══ Given data ══

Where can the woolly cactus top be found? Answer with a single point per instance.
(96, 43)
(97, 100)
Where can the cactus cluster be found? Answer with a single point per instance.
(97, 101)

═══

*Problem description:*
Transcribe every record exactly, keeping each line as it is.

*Solution:*
Where can the woolly cactus top be found? Answer with a single point per instance.
(96, 43)
(97, 100)
Where can the cactus cluster be found? Answer with a single point per instance.
(97, 101)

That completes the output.